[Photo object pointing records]

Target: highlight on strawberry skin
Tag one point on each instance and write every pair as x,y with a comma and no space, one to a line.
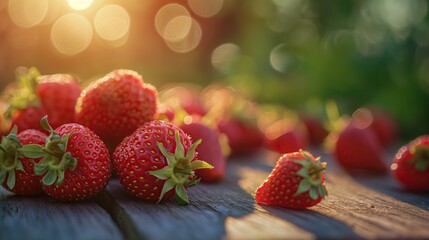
297,181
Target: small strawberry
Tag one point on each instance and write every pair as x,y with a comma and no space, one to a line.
411,164
75,162
357,148
37,96
116,105
297,181
284,137
158,161
17,171
210,150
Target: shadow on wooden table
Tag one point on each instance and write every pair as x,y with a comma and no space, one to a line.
387,185
314,222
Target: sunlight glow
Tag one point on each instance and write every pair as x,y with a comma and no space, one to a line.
27,13
80,4
112,23
71,34
205,8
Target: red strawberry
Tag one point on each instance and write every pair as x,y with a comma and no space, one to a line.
284,137
157,161
358,150
316,131
17,171
116,105
75,162
210,150
297,181
411,164
58,94
52,95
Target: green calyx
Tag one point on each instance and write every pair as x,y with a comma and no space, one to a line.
180,170
55,158
311,172
421,157
10,158
25,94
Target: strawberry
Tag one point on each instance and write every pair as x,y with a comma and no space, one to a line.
210,150
297,181
158,161
315,128
116,105
357,148
58,94
75,163
52,95
410,165
16,170
284,137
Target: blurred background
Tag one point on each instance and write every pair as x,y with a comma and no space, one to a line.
297,53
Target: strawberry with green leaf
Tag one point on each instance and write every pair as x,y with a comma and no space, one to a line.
38,95
75,163
16,170
158,161
410,165
297,181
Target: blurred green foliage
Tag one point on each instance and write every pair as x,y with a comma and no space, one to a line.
359,53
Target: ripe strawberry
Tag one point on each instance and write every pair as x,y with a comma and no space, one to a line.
411,164
37,96
297,181
116,105
357,148
284,137
210,150
157,161
17,171
58,94
75,162
316,131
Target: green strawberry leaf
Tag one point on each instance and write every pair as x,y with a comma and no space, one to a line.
168,185
163,174
313,193
181,195
171,159
40,169
304,186
2,175
198,164
19,166
191,152
32,151
180,151
11,179
50,177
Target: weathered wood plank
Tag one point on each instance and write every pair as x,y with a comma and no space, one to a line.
356,208
43,218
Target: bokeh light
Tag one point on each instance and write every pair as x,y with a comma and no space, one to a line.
223,55
80,4
112,23
173,22
27,13
71,34
205,8
189,42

EXERCISE>
Starting at the line that contains "Target: blurred green foliage" and continuing through the end of the records, write those lines out again with "strawberry" swapped for "berry" and nothing else changed.

EXERCISE ANSWER>
Target: blurred green foliage
Tag one point on each instance and write every pair as x,y with a comma and no space, one to a line.
359,53
Target: ripe berry
Tag one point on each instance and write every pair as x,y with a comma and no space, one to a line.
411,164
37,96
297,181
116,105
357,148
284,137
210,150
157,161
17,171
58,94
75,162
316,131
Target: green berry leaf
Tag one point on each instance and write every pair as x,y with a comma and no space, one to a line.
168,185
163,174
313,193
181,195
171,159
40,169
304,186
2,175
198,164
19,166
191,152
32,151
180,151
11,179
50,177
Target: weathered wood plank
Tag one point on each instance and write every pair as x,y with a comma and no space, one to a line.
356,208
43,218
Target: bokeh light
Tag one point on each instance and write every pair as x,y with a comma and no space, one to a line.
223,55
80,4
112,23
173,22
27,13
71,34
205,8
189,42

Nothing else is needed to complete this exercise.